**Work to be completed:**
The reply should contain all the data below, repeated exactly, and none of the images.

============

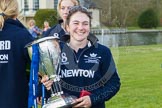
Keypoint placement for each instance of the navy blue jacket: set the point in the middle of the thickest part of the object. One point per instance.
(13, 60)
(93, 69)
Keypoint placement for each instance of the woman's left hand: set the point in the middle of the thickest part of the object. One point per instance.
(83, 102)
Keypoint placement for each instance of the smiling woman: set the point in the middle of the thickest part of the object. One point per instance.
(82, 55)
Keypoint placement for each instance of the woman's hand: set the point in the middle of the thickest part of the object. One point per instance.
(46, 82)
(83, 102)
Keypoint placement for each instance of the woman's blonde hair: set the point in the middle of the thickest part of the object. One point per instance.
(76, 2)
(8, 9)
(31, 21)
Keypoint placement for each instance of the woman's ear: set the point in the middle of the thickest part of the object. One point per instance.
(67, 28)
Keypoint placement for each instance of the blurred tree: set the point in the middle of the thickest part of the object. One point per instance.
(42, 15)
(148, 19)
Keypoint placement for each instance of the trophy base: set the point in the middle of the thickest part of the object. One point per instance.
(60, 102)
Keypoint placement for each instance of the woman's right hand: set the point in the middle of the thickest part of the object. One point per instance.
(46, 82)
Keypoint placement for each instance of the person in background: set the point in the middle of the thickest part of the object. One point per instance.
(87, 69)
(13, 57)
(33, 29)
(46, 27)
(63, 10)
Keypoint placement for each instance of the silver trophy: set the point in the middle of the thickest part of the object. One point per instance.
(49, 53)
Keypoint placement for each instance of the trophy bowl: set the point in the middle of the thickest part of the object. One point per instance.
(49, 57)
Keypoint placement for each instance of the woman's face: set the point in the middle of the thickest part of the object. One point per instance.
(64, 8)
(79, 26)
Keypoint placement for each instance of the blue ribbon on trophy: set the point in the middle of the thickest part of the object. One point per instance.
(33, 83)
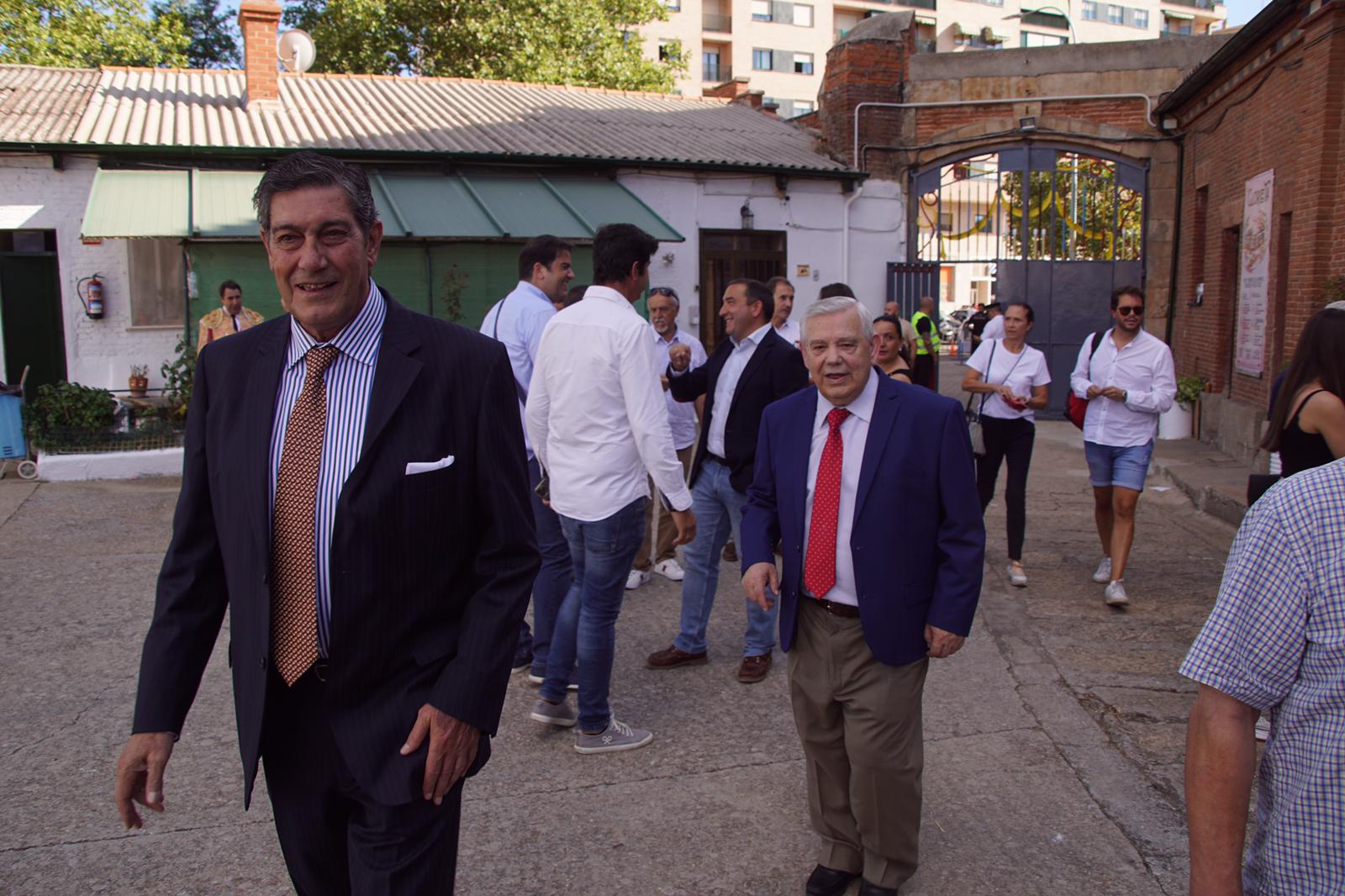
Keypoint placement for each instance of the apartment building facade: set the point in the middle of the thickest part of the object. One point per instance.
(782, 47)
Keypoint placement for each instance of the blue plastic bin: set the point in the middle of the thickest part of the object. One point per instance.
(11, 424)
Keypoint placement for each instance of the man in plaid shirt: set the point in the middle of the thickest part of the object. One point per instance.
(1275, 642)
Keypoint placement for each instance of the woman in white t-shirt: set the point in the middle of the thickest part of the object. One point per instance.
(1012, 378)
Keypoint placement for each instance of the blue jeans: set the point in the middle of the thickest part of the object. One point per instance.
(553, 579)
(585, 629)
(719, 513)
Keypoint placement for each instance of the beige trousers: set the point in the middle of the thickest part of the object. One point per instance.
(667, 529)
(860, 723)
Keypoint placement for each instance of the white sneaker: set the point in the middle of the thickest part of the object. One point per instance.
(670, 569)
(1116, 595)
(1103, 575)
(618, 736)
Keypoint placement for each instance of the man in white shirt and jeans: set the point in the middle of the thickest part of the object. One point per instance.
(518, 319)
(1127, 382)
(598, 420)
(657, 549)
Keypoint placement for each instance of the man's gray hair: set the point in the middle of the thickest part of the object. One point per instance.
(314, 170)
(833, 306)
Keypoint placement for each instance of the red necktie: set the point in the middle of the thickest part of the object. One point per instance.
(820, 568)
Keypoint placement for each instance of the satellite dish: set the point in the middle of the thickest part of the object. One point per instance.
(296, 50)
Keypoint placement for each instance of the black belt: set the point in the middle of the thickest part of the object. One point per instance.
(844, 611)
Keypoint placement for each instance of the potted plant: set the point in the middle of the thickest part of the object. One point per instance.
(139, 381)
(1176, 423)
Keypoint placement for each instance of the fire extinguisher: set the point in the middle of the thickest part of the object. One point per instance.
(91, 296)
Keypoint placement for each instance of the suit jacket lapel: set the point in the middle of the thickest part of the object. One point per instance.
(885, 412)
(264, 389)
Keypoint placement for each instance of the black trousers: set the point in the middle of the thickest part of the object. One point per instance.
(1008, 440)
(336, 840)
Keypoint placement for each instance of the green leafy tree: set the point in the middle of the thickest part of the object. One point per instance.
(580, 42)
(214, 34)
(89, 34)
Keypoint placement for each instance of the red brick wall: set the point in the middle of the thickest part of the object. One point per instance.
(1281, 109)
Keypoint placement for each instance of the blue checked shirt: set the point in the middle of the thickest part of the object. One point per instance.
(349, 382)
(1275, 640)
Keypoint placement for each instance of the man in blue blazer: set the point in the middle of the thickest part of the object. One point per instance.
(869, 485)
(356, 495)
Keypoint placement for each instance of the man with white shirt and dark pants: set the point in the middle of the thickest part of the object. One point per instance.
(746, 372)
(1127, 382)
(518, 319)
(657, 549)
(598, 421)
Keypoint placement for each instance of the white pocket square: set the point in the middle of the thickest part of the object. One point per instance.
(428, 466)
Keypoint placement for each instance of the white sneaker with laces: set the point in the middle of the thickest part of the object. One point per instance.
(670, 569)
(618, 736)
(1103, 575)
(1116, 595)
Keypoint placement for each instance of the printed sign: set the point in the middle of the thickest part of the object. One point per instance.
(1253, 275)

============

**Answer section:**
Keypoint placement for each instance of the navy blue jacket: set the point in the middle of the thickest part of the object. One point per instance.
(13, 60)
(93, 69)
Keypoint placement for each instance of the woman's left hand: set the point in the middle of the thickest part of the object. One point per instance.
(83, 102)
Keypoint placement for each instance of the smiling woman: set the point in the middle of the thickest part of the object. One point per instance.
(82, 55)
Keypoint placement for each instance of the woman's hand: set the point in the middle of the thickest part of the object. One point per instance.
(46, 82)
(83, 102)
Keypoint placement for each instance of the woman's blonde hair: set the point in the middle of the thickest part of the object. One point per instance.
(76, 2)
(8, 9)
(31, 21)
Keypoint placement for each instance of the woman's ear: set the point in the middle of the thickest part of the object. One point per instance.
(67, 28)
Keypoint placement for each instance of the blurred tree: set the point in the middle of the thickest part of the object. One point per instance.
(42, 15)
(148, 19)
Keypoint placement for each instance of the trophy base: set the point in the middle of the thickest part of the object. One point per instance.
(60, 102)
Keypoint placement for each instance of the woman's right hand: set the point in the middle of the thickest part of the object. One point per instance.
(46, 82)
Keypoint placement for each instance of the person in background: set the point in the middle of the thickest part of the object. One point per instance.
(87, 69)
(13, 57)
(33, 29)
(46, 27)
(63, 10)
Keypoint placement for each instance of the silver trophy: set the point in the middle of the thickest part of the object. One point per instance.
(49, 53)
Keypoint placement for each instance of the trophy bowl: set the point in the middle of the thickest part of the object. One point per instance.
(49, 57)
Keypoint placement for each instance of the woman's face: set the point in the middle of the thickest part of the object. One point per instance.
(64, 8)
(79, 26)
Keypoint placement for each instance of the blue ribbon on trophy: set the point in the middle of the thickest part of the object. One point per instance.
(33, 83)
Keypoint placement for each instance of the apartment building facade: set the point in the middle of the thickest part of the object. One point per instance.
(782, 47)
Keypoint placement for each instance of the blue plastic bin: set the point in the middle of the thickest part of the object. One point per instance.
(11, 424)
Keypoint placement for each instance of the man in plaid shirt: set the point in the middle of the thickest part of the object. One point per instance.
(1275, 642)
Keypoint placement for each instance of the woman in white t-shirt: set the point in the middle of the thickest part of the object. One point per instance.
(1012, 378)
Keypoint placement for each instance of the blue jeans: set the point in the middle of the thickest part of the object. One point per instance.
(553, 579)
(585, 629)
(719, 513)
Keypoint placement for each instance of the beige trousers: set the point in the middle of the thickest part of the object. One point per instance.
(667, 529)
(860, 723)
Keypoint placement for each instance of the white sneaker: set the point in the middle of the thickest part of the object. One point per instance.
(670, 569)
(1116, 595)
(1103, 575)
(618, 736)
Keypoint placement for each instance of the man in white shirt and jeans: set the point in the middle of the thickest part of the object. One point per instance.
(518, 319)
(1127, 382)
(598, 420)
(657, 549)
Keypoint placement for each instance of the man's gray hair: set the point in the middle of the thickest part of the object. One point per instance.
(314, 170)
(833, 306)
Keypoint placement for each instance of the red necktie: set the point in the middle of the thickest part of the object. One point per instance.
(820, 568)
Keypoint placement for each instance of the satellite dish: set the point in the middle of the thickest part of the object. One point per instance.
(296, 50)
Keypoint placement for each instance of the black belt: set the point in the middle of the thickest part of the object. One point per instance.
(844, 611)
Keypoint placement for each instance of the potted plant: set the point in the middle of the thickest part of the object. One point per instance.
(139, 381)
(1176, 423)
Keypoint placement for each instance of the fire extinguisher: set the point in the middle of the thickest part of the object. One point per instance.
(91, 296)
Keypoint placement for each instance of the suit jacket lapel: set the point in the middle of the thickest part of the object. One point per instance.
(885, 412)
(264, 389)
Keypoint placement for each instance of the black trousers: set the point in the middle of the thickest part of the object. One point per instance.
(1008, 440)
(336, 840)
Keypoint placement for each instance of the green leafy tree: set the point in the middle of the thickest part of the object. One point per instance.
(580, 42)
(214, 34)
(89, 34)
Keypoint placement for each instance of the red brick wall: set the point in the middle of the thickest part of the object. One point per instance.
(1281, 109)
Keypoint placement for each instance of the blue checked shirt: set the point in the middle of the thickest part of the object. One point per instance.
(349, 382)
(1275, 640)
Keypoint placement for each instance of the man in blue blazer: set the point in the middle of the thickest part of the object. One point per instance.
(869, 485)
(356, 495)
Keypoint placement for each instance of the man with white shirt and dark pants: set the point in the middle of the thickest part of the object. One point per instance.
(746, 372)
(1127, 382)
(518, 319)
(657, 549)
(598, 421)
Keypoint placement for each instance of the white pocket square: set the point in the middle of the thickest part of the object. One point per instance.
(428, 466)
Keypoint placement for each instance of the white sneaker with laces: set the point in the middle of the thickest part of the object. One point per instance.
(670, 569)
(618, 736)
(1103, 575)
(1116, 595)
Keypoint placement for each instance of the printed sign: set the point in the middle of the thickest part of the object. One point per instance.
(1253, 275)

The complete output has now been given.